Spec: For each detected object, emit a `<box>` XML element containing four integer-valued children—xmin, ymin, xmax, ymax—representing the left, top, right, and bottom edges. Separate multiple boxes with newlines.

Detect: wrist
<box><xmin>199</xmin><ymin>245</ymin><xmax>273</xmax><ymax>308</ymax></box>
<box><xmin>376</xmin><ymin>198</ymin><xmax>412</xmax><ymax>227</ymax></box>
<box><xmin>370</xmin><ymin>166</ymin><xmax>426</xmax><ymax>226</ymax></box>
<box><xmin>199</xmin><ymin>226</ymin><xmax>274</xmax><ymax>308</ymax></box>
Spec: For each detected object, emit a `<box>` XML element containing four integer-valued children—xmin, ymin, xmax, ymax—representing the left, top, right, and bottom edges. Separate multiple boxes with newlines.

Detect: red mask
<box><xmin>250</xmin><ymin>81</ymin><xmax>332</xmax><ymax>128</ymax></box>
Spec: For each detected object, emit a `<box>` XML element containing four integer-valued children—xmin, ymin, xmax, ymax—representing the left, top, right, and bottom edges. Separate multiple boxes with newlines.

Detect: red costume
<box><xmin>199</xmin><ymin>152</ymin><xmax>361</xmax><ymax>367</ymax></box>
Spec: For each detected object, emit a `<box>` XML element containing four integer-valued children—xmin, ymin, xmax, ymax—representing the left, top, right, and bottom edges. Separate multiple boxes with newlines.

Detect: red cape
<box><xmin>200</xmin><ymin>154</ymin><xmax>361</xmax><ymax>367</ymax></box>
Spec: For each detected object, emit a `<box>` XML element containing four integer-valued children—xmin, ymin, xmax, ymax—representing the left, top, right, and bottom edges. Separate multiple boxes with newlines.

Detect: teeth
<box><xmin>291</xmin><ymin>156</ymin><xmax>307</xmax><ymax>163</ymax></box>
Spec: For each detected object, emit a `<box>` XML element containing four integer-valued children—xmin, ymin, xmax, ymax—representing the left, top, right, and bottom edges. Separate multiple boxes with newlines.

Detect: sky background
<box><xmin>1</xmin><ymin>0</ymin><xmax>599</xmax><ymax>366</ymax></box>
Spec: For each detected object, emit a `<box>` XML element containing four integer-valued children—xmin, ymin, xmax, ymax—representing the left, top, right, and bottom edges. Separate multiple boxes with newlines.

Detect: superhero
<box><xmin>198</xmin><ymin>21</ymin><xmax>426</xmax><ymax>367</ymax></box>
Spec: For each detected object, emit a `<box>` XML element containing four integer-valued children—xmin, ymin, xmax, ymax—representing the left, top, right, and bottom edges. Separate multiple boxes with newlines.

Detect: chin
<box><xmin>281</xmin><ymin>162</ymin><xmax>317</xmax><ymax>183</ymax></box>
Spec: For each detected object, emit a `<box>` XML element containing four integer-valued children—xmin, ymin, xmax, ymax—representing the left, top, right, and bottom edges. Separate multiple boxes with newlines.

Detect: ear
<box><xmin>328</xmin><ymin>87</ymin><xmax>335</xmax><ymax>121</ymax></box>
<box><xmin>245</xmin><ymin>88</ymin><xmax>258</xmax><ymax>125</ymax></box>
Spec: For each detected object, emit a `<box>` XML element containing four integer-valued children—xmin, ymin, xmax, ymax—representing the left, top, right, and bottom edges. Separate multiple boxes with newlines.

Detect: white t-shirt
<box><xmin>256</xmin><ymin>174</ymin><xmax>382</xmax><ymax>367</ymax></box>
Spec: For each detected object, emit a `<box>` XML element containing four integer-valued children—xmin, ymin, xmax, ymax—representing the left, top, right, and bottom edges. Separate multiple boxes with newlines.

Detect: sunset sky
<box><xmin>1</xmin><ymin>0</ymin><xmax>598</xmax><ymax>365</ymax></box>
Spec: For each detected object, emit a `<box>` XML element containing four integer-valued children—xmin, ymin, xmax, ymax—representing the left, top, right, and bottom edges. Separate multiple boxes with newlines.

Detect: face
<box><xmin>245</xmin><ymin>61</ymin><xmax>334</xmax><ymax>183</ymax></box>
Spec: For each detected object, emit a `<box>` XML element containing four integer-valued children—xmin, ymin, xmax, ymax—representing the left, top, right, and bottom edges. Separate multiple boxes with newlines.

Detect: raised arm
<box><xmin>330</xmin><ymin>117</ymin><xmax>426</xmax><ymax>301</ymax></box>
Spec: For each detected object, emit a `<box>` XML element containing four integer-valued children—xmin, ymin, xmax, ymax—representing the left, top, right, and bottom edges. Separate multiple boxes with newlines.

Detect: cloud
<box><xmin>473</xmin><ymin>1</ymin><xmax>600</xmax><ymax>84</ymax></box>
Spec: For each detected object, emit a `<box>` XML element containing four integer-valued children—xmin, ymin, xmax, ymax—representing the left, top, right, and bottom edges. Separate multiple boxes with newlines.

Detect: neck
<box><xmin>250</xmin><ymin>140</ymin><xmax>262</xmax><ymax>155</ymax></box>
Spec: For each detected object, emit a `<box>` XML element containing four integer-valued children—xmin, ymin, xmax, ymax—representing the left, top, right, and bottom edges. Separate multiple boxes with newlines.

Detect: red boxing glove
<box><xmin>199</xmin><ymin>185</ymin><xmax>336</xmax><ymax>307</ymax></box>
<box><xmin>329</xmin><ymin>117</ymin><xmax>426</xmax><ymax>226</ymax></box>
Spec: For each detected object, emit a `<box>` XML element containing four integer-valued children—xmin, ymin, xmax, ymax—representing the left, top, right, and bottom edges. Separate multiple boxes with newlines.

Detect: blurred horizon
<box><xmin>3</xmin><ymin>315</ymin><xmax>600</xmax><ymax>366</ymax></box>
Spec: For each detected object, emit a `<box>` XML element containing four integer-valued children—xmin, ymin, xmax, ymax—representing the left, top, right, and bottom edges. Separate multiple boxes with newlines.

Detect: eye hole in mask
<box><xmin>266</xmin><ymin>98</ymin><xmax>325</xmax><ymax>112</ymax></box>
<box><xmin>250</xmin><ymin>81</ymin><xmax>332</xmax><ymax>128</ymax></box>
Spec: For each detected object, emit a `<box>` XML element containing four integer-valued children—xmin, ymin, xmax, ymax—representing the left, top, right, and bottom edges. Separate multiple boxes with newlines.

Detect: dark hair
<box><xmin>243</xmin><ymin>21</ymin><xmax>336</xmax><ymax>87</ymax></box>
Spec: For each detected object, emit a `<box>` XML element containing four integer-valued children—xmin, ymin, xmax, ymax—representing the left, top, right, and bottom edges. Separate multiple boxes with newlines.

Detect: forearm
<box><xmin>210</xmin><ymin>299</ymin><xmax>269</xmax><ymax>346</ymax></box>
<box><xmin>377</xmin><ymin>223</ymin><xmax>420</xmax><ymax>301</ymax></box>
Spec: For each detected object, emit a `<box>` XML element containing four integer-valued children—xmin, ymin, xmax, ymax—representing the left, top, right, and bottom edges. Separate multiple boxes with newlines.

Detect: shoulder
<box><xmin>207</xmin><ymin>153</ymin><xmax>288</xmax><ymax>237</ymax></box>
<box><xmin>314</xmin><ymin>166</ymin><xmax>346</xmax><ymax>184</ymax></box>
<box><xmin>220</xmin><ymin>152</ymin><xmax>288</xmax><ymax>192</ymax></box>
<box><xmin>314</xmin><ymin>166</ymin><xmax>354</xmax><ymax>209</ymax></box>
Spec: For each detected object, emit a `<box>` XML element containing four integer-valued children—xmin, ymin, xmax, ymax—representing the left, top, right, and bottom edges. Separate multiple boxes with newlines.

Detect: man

______

== Assignment ==
The task calls for each record to be returned verbatim.

== The completed task ==
Spec: For each detected object, emit a `<box>` XML element containing four integer-valued children—xmin, ymin, xmax, ymax—representing the left, top, right, and bottom edges. Separate multiple boxes with newlines.

Detect: wrist
<box><xmin>199</xmin><ymin>245</ymin><xmax>273</xmax><ymax>308</ymax></box>
<box><xmin>376</xmin><ymin>198</ymin><xmax>412</xmax><ymax>227</ymax></box>
<box><xmin>370</xmin><ymin>166</ymin><xmax>426</xmax><ymax>226</ymax></box>
<box><xmin>199</xmin><ymin>226</ymin><xmax>274</xmax><ymax>308</ymax></box>
Spec: For each detected object, emit a `<box>` XML element containing four integer-valued children—xmin, ymin, xmax, ymax—representing the left, top, right, and bottom edges. Separate multiple boxes with newlines.

Detect: red mask
<box><xmin>250</xmin><ymin>81</ymin><xmax>332</xmax><ymax>128</ymax></box>
Spec: For each detected object, emit a `<box>` XML element containing four integer-valued children—xmin, ymin, xmax, ymax—representing the left, top, right, and bottom edges. Separate multiple boxes with newlines.

Detect: red costume
<box><xmin>199</xmin><ymin>152</ymin><xmax>361</xmax><ymax>367</ymax></box>
Spec: For each detected object, emit a `<box>` XML element containing four integer-valued children—xmin, ymin, xmax, ymax—representing the left, top, right, and bottom edges. Separate multiple boxes with newlines.

Detect: red cape
<box><xmin>200</xmin><ymin>154</ymin><xmax>361</xmax><ymax>367</ymax></box>
Spec: For each detected object, emit a `<box>` XML element containing four integer-valued children—xmin, ymin, xmax, ymax—representing the left, top, right, and bottom edges. Separate multiple boxes with newlines.

Detect: teeth
<box><xmin>291</xmin><ymin>156</ymin><xmax>307</xmax><ymax>163</ymax></box>
Spec: For each detected object, emit a `<box>` XML element containing four integer-valued children—xmin, ymin, xmax, ymax—representing the left, top, right, and bottom edges. Separate multiple boxes with newlines.

Detect: sky background
<box><xmin>1</xmin><ymin>0</ymin><xmax>599</xmax><ymax>366</ymax></box>
Spec: For each detected object, emit a `<box>` XML element containing four integer-valued children—xmin, ymin, xmax, ymax—representing the left, top, right, and bottom edges. Separate multiple boxes with newlines.

Detect: superhero
<box><xmin>198</xmin><ymin>21</ymin><xmax>426</xmax><ymax>367</ymax></box>
Spec: For each detected object, emit a `<box>` XML element containing four integer-valued children—xmin, ymin, xmax, ymax—representing the left, top, right, and bottom edges. Separate multiple boxes with newlines.

Detect: chin
<box><xmin>281</xmin><ymin>162</ymin><xmax>317</xmax><ymax>183</ymax></box>
Spec: For each detected object, emit a `<box>` XML element containing four integer-valued children—xmin, ymin, xmax, ymax—representing the left, top, right, and bottom edges. Separate multiple boxes with newlines.

Detect: ear
<box><xmin>328</xmin><ymin>87</ymin><xmax>335</xmax><ymax>121</ymax></box>
<box><xmin>245</xmin><ymin>88</ymin><xmax>258</xmax><ymax>125</ymax></box>
Spec: For each detected object, emit a `<box>` XML element containing four integer-valued children—xmin, ymin, xmax, ymax—representing the left, top, right, and bottom edges. Separate multiple boxes with newlines.

Detect: white t-shirt
<box><xmin>256</xmin><ymin>174</ymin><xmax>382</xmax><ymax>367</ymax></box>
Spec: For each detected object, emit a `<box>` XML element containing four integer-valued children—xmin, ymin, xmax, ymax—representing the left, top, right, and bottom edges. Separate multiple boxes with newlines.

Detect: sunset sky
<box><xmin>1</xmin><ymin>0</ymin><xmax>598</xmax><ymax>365</ymax></box>
Spec: For each detected object, emit a `<box>` XML element containing four integer-valued children—xmin, ymin, xmax, ymax—representing the left, top, right, and bottom edges. Separate multiple boxes with newlines.

Detect: face
<box><xmin>245</xmin><ymin>61</ymin><xmax>334</xmax><ymax>183</ymax></box>
Spec: For each detected object, emit a `<box>` XML element containing four integer-valued children—xmin, ymin, xmax, ymax—representing the left, top, right, and bottom edges. Separate multiple boxes with newlines.

Detect: raised arm
<box><xmin>330</xmin><ymin>117</ymin><xmax>426</xmax><ymax>301</ymax></box>
Spec: For each detected object, emit a `<box>` XML element containing four integer-valued children—xmin, ymin, xmax, ymax—representing the left, top, right, and bottom edges. Separate multiple boxes with newlines.

Detect: cloud
<box><xmin>473</xmin><ymin>1</ymin><xmax>600</xmax><ymax>84</ymax></box>
Spec: For each detected object, emit a `<box>` XML element containing four integer-valued children—xmin, ymin, xmax, ymax—representing the left, top, right, and bottom edges. Separate multiple boxes with newlines.

Detect: neck
<box><xmin>250</xmin><ymin>140</ymin><xmax>262</xmax><ymax>155</ymax></box>
Spec: For each detected object, emit a `<box>` XML element containing four integer-valued children—xmin, ymin, xmax, ymax—representing the left, top, right, and bottom edges. Separate multiple boxes with newlines.

Detect: red boxing glove
<box><xmin>199</xmin><ymin>185</ymin><xmax>336</xmax><ymax>307</ymax></box>
<box><xmin>329</xmin><ymin>117</ymin><xmax>426</xmax><ymax>226</ymax></box>
Spec: For each detected object, emit a `<box>` XML element containing four integer-valued children—xmin, ymin, xmax, ymax—representing the left, top, right, and bottom edges. Separate multiple boxes with newlines.

Detect: blurred horizon
<box><xmin>3</xmin><ymin>315</ymin><xmax>600</xmax><ymax>366</ymax></box>
Spec: For each detected object, emit a `<box>` XML element containing four integer-valued children—xmin, ymin, xmax, ymax—representing the left, top, right, and bottom edges. Separate multiple boxes with newlines.

Detect: eye hole in mask
<box><xmin>266</xmin><ymin>98</ymin><xmax>325</xmax><ymax>112</ymax></box>
<box><xmin>250</xmin><ymin>81</ymin><xmax>332</xmax><ymax>128</ymax></box>
Spec: For each detected object, emit a `<box>` XML element containing four integer-valued children—xmin, ymin, xmax, ymax—representing the left, top, right, and bottom edges. Separate multiple boxes with newlines.

Detect: dark hair
<box><xmin>243</xmin><ymin>21</ymin><xmax>336</xmax><ymax>87</ymax></box>
Spec: For each detected object, emit a `<box>` XML element containing four integer-valued children—xmin, ymin, xmax, ymax—representing the left, top, right, and bottom edges. Separate multiple boxes with newlines.

Detect: forearm
<box><xmin>210</xmin><ymin>299</ymin><xmax>269</xmax><ymax>346</ymax></box>
<box><xmin>377</xmin><ymin>223</ymin><xmax>420</xmax><ymax>301</ymax></box>
Spec: For each detected object, emit a `<box>` XML element containing four integer-valued children—xmin, ymin, xmax, ymax—representing the left, top, right, and bottom edges. Separate multiple boxes with newlines.

Detect: shoulder
<box><xmin>207</xmin><ymin>153</ymin><xmax>288</xmax><ymax>237</ymax></box>
<box><xmin>314</xmin><ymin>166</ymin><xmax>346</xmax><ymax>184</ymax></box>
<box><xmin>220</xmin><ymin>152</ymin><xmax>288</xmax><ymax>192</ymax></box>
<box><xmin>314</xmin><ymin>166</ymin><xmax>354</xmax><ymax>209</ymax></box>
Spec: For each detected object, emit a `<box>` XML element containing four integer-valued children—xmin, ymin, xmax, ymax—representing the left, top, right, and bottom edges. Separate multiple boxes with newlines.

Detect: man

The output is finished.